Exercise prompt
Only the lines from the one with "Target: white flower bouquet" to the end of the data below should be given again, exactly as written.

== Dataset records

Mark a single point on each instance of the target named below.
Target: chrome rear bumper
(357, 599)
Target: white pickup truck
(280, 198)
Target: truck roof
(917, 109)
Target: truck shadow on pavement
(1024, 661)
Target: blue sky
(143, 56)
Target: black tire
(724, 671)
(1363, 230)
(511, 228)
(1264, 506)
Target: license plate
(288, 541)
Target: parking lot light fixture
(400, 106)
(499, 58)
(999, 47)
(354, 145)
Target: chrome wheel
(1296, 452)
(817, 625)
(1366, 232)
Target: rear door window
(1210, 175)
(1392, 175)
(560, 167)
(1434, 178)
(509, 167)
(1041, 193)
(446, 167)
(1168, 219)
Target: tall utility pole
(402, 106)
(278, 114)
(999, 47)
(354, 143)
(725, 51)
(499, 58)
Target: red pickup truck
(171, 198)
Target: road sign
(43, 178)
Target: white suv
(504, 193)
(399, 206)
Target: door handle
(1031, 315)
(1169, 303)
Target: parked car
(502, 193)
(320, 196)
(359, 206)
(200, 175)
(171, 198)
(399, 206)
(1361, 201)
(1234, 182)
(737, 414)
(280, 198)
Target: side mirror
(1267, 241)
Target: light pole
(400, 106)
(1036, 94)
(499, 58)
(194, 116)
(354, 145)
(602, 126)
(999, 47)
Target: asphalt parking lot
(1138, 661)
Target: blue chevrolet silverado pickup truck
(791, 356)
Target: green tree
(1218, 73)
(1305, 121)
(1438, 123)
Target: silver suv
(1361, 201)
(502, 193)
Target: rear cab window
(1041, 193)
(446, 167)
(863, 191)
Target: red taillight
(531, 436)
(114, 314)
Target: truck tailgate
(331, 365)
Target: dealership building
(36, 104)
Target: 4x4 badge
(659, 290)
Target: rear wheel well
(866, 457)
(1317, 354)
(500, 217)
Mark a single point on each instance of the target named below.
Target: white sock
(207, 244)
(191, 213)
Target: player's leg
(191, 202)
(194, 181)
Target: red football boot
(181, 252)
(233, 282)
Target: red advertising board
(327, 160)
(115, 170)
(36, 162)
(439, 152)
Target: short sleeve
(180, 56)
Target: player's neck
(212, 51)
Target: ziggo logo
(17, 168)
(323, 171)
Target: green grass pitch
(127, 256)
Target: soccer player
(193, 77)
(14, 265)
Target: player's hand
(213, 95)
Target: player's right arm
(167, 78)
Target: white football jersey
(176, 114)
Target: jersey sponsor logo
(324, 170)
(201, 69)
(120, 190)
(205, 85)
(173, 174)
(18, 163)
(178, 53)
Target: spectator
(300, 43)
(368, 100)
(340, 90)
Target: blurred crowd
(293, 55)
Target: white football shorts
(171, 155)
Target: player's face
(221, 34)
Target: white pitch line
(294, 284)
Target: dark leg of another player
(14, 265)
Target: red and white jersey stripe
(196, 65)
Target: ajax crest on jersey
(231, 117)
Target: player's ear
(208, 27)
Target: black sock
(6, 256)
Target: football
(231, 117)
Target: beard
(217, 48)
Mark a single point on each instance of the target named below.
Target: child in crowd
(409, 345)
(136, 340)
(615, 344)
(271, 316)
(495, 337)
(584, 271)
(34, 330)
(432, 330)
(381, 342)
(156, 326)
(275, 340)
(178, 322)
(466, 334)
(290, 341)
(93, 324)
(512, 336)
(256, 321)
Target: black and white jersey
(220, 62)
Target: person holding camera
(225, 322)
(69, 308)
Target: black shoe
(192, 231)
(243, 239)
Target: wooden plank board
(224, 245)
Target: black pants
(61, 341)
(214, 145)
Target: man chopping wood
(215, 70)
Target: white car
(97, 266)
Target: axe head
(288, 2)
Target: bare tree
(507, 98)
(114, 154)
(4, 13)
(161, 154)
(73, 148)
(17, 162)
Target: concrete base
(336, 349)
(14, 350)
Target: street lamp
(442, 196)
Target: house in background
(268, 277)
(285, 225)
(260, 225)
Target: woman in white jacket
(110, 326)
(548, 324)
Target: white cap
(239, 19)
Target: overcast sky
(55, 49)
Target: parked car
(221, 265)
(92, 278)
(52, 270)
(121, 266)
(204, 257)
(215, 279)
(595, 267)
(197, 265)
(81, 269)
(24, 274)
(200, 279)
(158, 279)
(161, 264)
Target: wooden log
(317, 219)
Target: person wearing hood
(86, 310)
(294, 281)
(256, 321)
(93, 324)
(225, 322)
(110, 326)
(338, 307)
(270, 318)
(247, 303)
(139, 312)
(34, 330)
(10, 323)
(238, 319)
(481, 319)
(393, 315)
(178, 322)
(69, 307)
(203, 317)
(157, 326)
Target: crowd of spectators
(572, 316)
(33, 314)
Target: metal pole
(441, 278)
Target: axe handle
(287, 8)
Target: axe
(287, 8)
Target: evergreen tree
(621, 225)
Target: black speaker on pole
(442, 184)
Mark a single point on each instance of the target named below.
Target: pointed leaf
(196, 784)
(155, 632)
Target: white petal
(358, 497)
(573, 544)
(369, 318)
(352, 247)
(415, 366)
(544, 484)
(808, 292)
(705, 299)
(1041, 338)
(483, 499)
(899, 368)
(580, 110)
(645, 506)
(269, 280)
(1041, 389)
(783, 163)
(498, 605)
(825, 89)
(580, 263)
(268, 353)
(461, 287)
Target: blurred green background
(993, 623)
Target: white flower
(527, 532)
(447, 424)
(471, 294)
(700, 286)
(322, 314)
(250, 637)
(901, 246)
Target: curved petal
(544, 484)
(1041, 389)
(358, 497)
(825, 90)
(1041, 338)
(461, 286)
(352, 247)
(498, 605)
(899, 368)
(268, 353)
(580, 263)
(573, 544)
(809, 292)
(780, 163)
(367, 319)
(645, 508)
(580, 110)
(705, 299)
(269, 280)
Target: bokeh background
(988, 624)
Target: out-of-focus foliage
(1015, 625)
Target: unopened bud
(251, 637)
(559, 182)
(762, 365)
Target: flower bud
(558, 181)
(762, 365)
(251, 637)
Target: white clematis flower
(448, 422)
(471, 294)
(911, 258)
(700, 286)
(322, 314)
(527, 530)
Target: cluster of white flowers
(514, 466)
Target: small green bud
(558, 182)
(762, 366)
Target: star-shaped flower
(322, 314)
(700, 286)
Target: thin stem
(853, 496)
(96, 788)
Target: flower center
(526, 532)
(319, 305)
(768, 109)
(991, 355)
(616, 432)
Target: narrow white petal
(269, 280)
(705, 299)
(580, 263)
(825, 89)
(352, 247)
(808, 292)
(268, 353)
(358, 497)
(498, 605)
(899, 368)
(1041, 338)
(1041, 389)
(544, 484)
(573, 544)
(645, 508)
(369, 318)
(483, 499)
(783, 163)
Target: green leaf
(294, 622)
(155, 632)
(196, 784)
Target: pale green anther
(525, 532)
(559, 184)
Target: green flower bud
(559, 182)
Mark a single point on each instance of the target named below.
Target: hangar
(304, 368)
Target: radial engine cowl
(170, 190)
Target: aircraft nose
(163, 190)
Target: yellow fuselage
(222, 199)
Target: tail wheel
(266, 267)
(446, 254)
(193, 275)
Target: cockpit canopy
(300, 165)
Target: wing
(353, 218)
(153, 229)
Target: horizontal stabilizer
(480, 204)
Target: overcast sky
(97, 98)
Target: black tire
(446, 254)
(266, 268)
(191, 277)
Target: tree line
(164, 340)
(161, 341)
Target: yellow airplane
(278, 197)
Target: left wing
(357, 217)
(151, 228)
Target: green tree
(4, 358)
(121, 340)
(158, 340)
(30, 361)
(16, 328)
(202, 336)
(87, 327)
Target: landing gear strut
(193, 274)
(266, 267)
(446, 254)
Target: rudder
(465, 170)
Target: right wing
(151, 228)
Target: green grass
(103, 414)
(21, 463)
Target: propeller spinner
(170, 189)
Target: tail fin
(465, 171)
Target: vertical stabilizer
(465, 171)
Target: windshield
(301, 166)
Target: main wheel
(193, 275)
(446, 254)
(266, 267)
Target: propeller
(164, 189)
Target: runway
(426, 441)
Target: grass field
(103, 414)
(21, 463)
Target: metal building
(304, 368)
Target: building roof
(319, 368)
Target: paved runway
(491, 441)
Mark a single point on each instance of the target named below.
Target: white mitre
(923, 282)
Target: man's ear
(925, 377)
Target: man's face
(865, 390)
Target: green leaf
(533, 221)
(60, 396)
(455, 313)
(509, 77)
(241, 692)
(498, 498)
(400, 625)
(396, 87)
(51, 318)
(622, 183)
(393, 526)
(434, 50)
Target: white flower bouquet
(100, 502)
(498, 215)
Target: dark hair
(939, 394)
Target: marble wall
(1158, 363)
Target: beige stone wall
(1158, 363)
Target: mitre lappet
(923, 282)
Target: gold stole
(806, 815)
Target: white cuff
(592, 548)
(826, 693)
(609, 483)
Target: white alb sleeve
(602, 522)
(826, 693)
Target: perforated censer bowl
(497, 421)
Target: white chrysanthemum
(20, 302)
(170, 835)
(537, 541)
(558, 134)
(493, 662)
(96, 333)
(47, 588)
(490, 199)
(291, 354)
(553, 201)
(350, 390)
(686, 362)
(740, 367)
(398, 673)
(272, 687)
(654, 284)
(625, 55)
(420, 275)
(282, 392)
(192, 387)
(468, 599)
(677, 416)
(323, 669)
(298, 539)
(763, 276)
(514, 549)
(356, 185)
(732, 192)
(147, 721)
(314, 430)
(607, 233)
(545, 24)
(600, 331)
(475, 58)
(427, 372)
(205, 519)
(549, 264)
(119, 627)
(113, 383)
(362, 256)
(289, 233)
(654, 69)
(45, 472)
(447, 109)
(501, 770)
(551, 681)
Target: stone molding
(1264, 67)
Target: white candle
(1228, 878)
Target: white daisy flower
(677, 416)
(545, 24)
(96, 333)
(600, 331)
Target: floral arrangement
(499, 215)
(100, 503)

====

Solution to the exercise
Target: white flower bouquet
(100, 502)
(498, 215)
Target: dark hair
(939, 394)
Target: marble wall
(1158, 363)
Target: beige stone wall
(1158, 363)
Target: mitre lappet
(923, 282)
Target: gold stole
(806, 815)
Target: white cuff
(592, 548)
(826, 693)
(609, 483)
Target: white alb sleeve
(602, 522)
(826, 693)
Target: perforated censer bowl
(497, 421)
Target: white chrysanthemum
(20, 302)
(170, 835)
(537, 541)
(558, 134)
(493, 662)
(96, 333)
(47, 588)
(490, 199)
(291, 354)
(553, 201)
(350, 390)
(686, 362)
(740, 367)
(398, 673)
(272, 687)
(654, 284)
(625, 55)
(420, 275)
(282, 392)
(192, 387)
(468, 599)
(677, 416)
(323, 669)
(298, 539)
(763, 276)
(514, 549)
(356, 185)
(732, 192)
(147, 721)
(314, 430)
(607, 233)
(545, 24)
(600, 331)
(475, 58)
(427, 372)
(205, 519)
(549, 264)
(119, 627)
(113, 383)
(362, 256)
(289, 233)
(654, 69)
(45, 472)
(447, 109)
(501, 770)
(551, 681)
Target: stone molding
(1264, 67)
Target: white candle
(1228, 878)
Target: white daisy flower
(677, 416)
(545, 24)
(96, 333)
(600, 331)
Target: floral arrangement
(499, 215)
(100, 503)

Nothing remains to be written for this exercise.